• [Prompt]
Output all entries verbatim, dropping pictures.

• [Provided entries]
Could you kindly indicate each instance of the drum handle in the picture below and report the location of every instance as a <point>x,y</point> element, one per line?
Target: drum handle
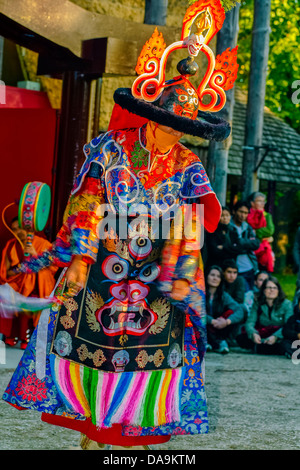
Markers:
<point>30,236</point>
<point>8,228</point>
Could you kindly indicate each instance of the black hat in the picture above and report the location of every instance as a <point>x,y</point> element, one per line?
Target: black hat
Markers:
<point>177,103</point>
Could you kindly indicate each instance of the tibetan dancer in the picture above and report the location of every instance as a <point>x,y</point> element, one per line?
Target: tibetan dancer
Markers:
<point>121,359</point>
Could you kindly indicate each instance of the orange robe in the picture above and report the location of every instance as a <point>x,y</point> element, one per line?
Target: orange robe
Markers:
<point>39,284</point>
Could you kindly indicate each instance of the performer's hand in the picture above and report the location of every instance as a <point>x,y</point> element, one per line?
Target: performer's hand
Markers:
<point>180,290</point>
<point>256,338</point>
<point>30,250</point>
<point>271,340</point>
<point>219,323</point>
<point>76,276</point>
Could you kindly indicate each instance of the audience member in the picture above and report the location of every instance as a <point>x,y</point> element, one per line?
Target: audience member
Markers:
<point>20,327</point>
<point>296,256</point>
<point>219,243</point>
<point>247,243</point>
<point>262,222</point>
<point>291,331</point>
<point>233,283</point>
<point>223,312</point>
<point>251,295</point>
<point>269,313</point>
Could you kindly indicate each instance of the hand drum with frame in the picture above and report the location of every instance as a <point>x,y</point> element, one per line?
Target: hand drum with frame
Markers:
<point>34,208</point>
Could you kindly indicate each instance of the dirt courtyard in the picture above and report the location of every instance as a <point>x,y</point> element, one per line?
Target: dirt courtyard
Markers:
<point>253,404</point>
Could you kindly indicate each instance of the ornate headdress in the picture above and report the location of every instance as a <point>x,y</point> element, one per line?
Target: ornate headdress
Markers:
<point>177,103</point>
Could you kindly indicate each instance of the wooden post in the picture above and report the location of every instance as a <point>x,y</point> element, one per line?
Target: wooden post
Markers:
<point>72,137</point>
<point>218,151</point>
<point>256,95</point>
<point>156,12</point>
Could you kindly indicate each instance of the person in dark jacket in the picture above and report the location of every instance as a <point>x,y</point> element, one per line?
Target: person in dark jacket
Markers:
<point>234,284</point>
<point>296,256</point>
<point>219,243</point>
<point>291,332</point>
<point>243,248</point>
<point>264,326</point>
<point>223,312</point>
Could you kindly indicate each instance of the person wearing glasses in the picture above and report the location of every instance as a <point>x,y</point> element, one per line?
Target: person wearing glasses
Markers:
<point>270,312</point>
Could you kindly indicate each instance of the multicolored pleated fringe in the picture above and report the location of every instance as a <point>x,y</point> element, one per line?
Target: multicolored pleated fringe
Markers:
<point>143,398</point>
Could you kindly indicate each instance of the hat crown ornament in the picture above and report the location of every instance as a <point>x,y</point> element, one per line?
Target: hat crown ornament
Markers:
<point>207,18</point>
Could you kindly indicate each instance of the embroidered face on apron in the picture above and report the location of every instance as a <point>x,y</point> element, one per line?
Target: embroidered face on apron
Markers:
<point>120,321</point>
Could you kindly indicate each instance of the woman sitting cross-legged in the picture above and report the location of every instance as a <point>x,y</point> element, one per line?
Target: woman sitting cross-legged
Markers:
<point>224,314</point>
<point>269,313</point>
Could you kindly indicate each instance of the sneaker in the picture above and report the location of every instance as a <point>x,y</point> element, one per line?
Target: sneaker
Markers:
<point>223,347</point>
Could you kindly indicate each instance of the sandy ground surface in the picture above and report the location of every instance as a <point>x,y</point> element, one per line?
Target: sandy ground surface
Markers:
<point>253,404</point>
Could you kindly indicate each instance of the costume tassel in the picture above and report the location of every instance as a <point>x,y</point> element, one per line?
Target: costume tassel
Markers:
<point>143,398</point>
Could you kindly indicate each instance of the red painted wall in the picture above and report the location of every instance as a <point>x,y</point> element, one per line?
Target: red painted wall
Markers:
<point>27,147</point>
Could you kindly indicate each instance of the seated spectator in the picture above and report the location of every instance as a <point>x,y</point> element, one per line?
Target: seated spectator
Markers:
<point>259,278</point>
<point>223,312</point>
<point>233,283</point>
<point>269,313</point>
<point>218,244</point>
<point>291,331</point>
<point>296,256</point>
<point>244,243</point>
<point>262,222</point>
<point>20,327</point>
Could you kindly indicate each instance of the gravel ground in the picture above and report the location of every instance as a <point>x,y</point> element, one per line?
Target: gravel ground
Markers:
<point>253,403</point>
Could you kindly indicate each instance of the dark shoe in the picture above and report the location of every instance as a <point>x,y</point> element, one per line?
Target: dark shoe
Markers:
<point>11,341</point>
<point>223,347</point>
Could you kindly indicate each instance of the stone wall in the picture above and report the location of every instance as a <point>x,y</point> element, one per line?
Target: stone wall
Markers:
<point>131,10</point>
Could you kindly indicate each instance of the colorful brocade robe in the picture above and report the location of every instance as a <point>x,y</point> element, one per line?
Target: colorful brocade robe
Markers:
<point>121,351</point>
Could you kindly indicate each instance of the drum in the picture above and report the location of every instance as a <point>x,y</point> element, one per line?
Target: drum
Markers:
<point>34,208</point>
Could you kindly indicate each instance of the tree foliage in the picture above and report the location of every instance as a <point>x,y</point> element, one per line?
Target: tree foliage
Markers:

• [Finished exercise]
Could you kindly indicate each instance of the drum handle in the picture below and report the location of every instance as a <point>x,y</point> element, one per line?
Target: drum handle
Markers:
<point>30,236</point>
<point>8,228</point>
Could you kindly indicate each instance of the black hat in the picture above and report the location of every instance as a <point>x,y</point> element, one per line?
Target: black hat
Markers:
<point>177,103</point>
Could you kindly indicate each instance of the tibetan dancer in the picture above and report the location of every instance as a <point>x,y</point> element, one per line?
Target: tibetan dancer
Markers:
<point>121,359</point>
Could you kindly indicate each instance of the orange robe in the picture above and report the location of every instance as a <point>x,y</point> element, one per line?
Target: orange robe
Markers:
<point>39,284</point>
Could you kindly indicate each instance of the performer's hand in the picture above and report the location of every instance as a <point>x,y</point> element, one per line?
Target: performer's hand
Markers:
<point>180,290</point>
<point>256,338</point>
<point>30,250</point>
<point>271,340</point>
<point>219,323</point>
<point>76,276</point>
Could you kindly indicate each instance of the audience member in the picture above and report the location of every instance as a <point>x,y</point> element, one per line?
Target: audience member
Markers:
<point>20,327</point>
<point>296,256</point>
<point>219,243</point>
<point>247,243</point>
<point>262,222</point>
<point>291,331</point>
<point>233,283</point>
<point>223,312</point>
<point>251,295</point>
<point>269,313</point>
Could you kindly indicate each instance of the hand drum with frame in the picture above and report the location of every instance as a <point>x,y</point> element, one per line?
Target: hand drum with frame
Markers:
<point>34,208</point>
Could you kindly indicate each instance of the dirt courtyard in the picture above and report the location of every instance as a <point>x,y</point> element, one per line?
Target: dirt courtyard
Markers:
<point>253,404</point>
Could you kindly indicate each instance of the ornate headdress in the picture above and report the location of every instance as a <point>x,y</point> element, one per line?
Target: ornate headdress
Markers:
<point>177,103</point>
Could you kindly indicate each instance of the wooden post in the picture above and report the location of every instance as a <point>x,y</point> element, one per line?
Target: wooden post
Markers:
<point>72,137</point>
<point>218,151</point>
<point>256,95</point>
<point>156,12</point>
Could you kindly indicate each instance of the person in dark jacket in the picture above and report the location of every instance as a <point>x,y</point> element, one per line?
Target: person in dark jacket
Markers:
<point>234,284</point>
<point>296,256</point>
<point>219,243</point>
<point>291,332</point>
<point>243,248</point>
<point>264,326</point>
<point>223,312</point>
Could you kindly indicate each instance of the person wearing glasses in the picture above and report the location of every instance as a <point>x,y</point> element, one per line?
Target: person wearing glasses
Markers:
<point>270,312</point>
Could you kindly indicate each instance of the multicolored pleated fringe in the picture above and report the location of every instance as a <point>x,y</point> element, one per line?
Target: multicolored pleated fringe
Markers:
<point>143,398</point>
Could you kindly indicate each instance of the hat crown ornament in the picture above and report the location of every instance as a <point>x,y</point> element, one per line?
Target: hat crown ornament
Markers:
<point>207,18</point>
Could you kindly indicate each instance of the embroidered face on apron in the picture above and report the location of every instance as a <point>x,y</point> element, one per line?
Target: embroidered face on apron
Markers:
<point>120,321</point>
Could you kindly indicate each instance of the woman sitting cross-legged in the picture above and report the location of every instance as a <point>x,y</point> element, one per line?
Target: woman sitting cross-legged
Markers:
<point>224,314</point>
<point>269,313</point>
Could you kindly indicate each instance of the sneaker in the picture above and report the location of every instance as a <point>x,y</point> element, one per line?
Target: sneaker
Markers:
<point>223,347</point>
Could you kindly indicate each instance of the sandy ground surface in the picture above and report the location of every instance as a <point>x,y</point> element, one per line?
Target: sandy ground surface
Markers:
<point>253,404</point>
Could you kindly indicate each instance of the costume tassel in the picture above and report the location of every instance as a <point>x,y</point> element, one per line?
Target: costume tassel
Markers:
<point>143,398</point>
Could you kindly indicate each instance of the red painted wall in the picture above and report the location of every instance as a <point>x,y</point> element, one per line?
Target: red painted wall
Markers:
<point>27,147</point>
Could you kindly indicate each instance of the seated spectator in the picture above and report the location of every instance as a <point>x,y</point> element, one per line?
Target: seated spectator
Markers:
<point>259,278</point>
<point>223,312</point>
<point>233,283</point>
<point>269,313</point>
<point>218,244</point>
<point>291,331</point>
<point>296,256</point>
<point>244,243</point>
<point>262,222</point>
<point>20,327</point>
Could you kindly indicate each instance of the gravel ground in the picture above and report the location of every instance as a <point>x,y</point> element, one per line?
Target: gravel ground
Markers:
<point>253,403</point>
Could you kindly indicate each instance of the dark shoe in the picture above and report the location of every instance as a <point>x,y</point> element, one per line?
Target: dark shoe
Markers:
<point>11,341</point>
<point>223,347</point>
Could you kindly indicate each instance of the stone wall in the picture above and report the location of every instance as a <point>x,y</point> element, one per line?
Target: stone wall
Markers:
<point>131,10</point>
Could you kindly indicate each instance of the colorful brocade robe in the picture above and report the location of every instance as a <point>x,y</point> element, one per line?
Target: colorful brocade robe
Markers:
<point>121,351</point>
Could you kindly indicate each instance of the drum in the picture above and report the location of every instance as a <point>x,y</point> element, one per line?
Target: drum
Markers:
<point>34,208</point>
Could you kindly indicate each instance of the tree foliage in the picture above and report the location of every instance as a <point>x,y</point> element, one per line?
Target: tree foliage
Markers:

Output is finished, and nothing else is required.